BEGIN Input data

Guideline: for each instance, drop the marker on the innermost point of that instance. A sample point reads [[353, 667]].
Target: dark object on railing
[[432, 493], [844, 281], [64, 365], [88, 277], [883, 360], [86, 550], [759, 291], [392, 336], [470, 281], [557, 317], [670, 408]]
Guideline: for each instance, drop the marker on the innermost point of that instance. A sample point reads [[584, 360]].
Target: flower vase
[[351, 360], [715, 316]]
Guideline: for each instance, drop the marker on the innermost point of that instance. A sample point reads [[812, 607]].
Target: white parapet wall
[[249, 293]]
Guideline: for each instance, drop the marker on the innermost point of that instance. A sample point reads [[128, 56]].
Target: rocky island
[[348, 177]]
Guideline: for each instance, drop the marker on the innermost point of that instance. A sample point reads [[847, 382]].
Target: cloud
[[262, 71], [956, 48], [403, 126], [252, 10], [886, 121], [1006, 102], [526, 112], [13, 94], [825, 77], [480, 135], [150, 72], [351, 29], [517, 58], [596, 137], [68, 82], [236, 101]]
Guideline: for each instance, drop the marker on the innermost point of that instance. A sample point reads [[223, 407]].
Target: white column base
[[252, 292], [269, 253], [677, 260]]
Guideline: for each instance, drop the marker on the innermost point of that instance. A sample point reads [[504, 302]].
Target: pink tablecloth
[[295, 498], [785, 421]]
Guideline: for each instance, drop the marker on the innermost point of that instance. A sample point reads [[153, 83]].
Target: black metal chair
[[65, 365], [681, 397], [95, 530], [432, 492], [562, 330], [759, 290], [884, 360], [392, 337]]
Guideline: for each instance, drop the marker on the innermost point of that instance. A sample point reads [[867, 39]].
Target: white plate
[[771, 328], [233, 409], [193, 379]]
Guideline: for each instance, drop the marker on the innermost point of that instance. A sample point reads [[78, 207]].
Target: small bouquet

END Input data

_Required action_:
Give a word-for-word copy of the records.

_Output for this task_:
Guideline: for each instance, drop the marker on the innermost point of that instance. A sample point reads [[353, 667]].
Target: dark object on railing
[[432, 493], [844, 281], [64, 365], [88, 277], [883, 360], [86, 550], [759, 291], [392, 336], [470, 281], [557, 317], [670, 408]]
Guideline: for each instance, drop the marker on the innermost point of that instance. A sample point reads [[584, 360]].
Target: flower vase
[[351, 360], [715, 316]]
Guideline: for each instance, drop the marker on the innermost point of that instance. A sample point reads [[812, 607]].
Target: white parapet wall
[[249, 293]]
Guideline: for each instance, drop the marker on the innermost point of that instance. A sample point reads [[128, 56]].
Target: rocky island
[[348, 177]]
Guideline: for each instance, drop the marker on the innermost point of that instance. A sample point reads [[847, 382]].
Target: cloud
[[262, 71], [956, 48], [403, 126], [252, 10], [886, 121], [1006, 102], [526, 112], [13, 94], [825, 77], [480, 135], [150, 72], [351, 29], [517, 58], [596, 137], [68, 82], [236, 101]]
Guideline: for each instance, drop the marker on the innermost point of that instance. A sample point reads [[223, 407]].
Target: white column base
[[252, 292], [269, 253], [677, 260]]
Guideline: for each instance, drop the marker on the innermost point of that instance. A sample point reads [[504, 302]].
Target: pink tablecloth
[[295, 498], [785, 421]]
Guideline: for each instance, drop the marker on the innermost point of that instance. A sample point reads [[153, 83]].
Target: black metal chair
[[65, 365], [681, 397], [95, 530], [432, 492], [562, 330], [759, 290], [884, 360], [392, 337]]
Guideline: for each instance, drop the marker on the innermost point of that instance. A sample point reads [[867, 39]].
Target: white plate
[[771, 328], [233, 409], [193, 379]]
Guideline: for each instance, drop the marker on the innermost point of that instance. A sample point reads [[78, 207]].
Target: small bouquet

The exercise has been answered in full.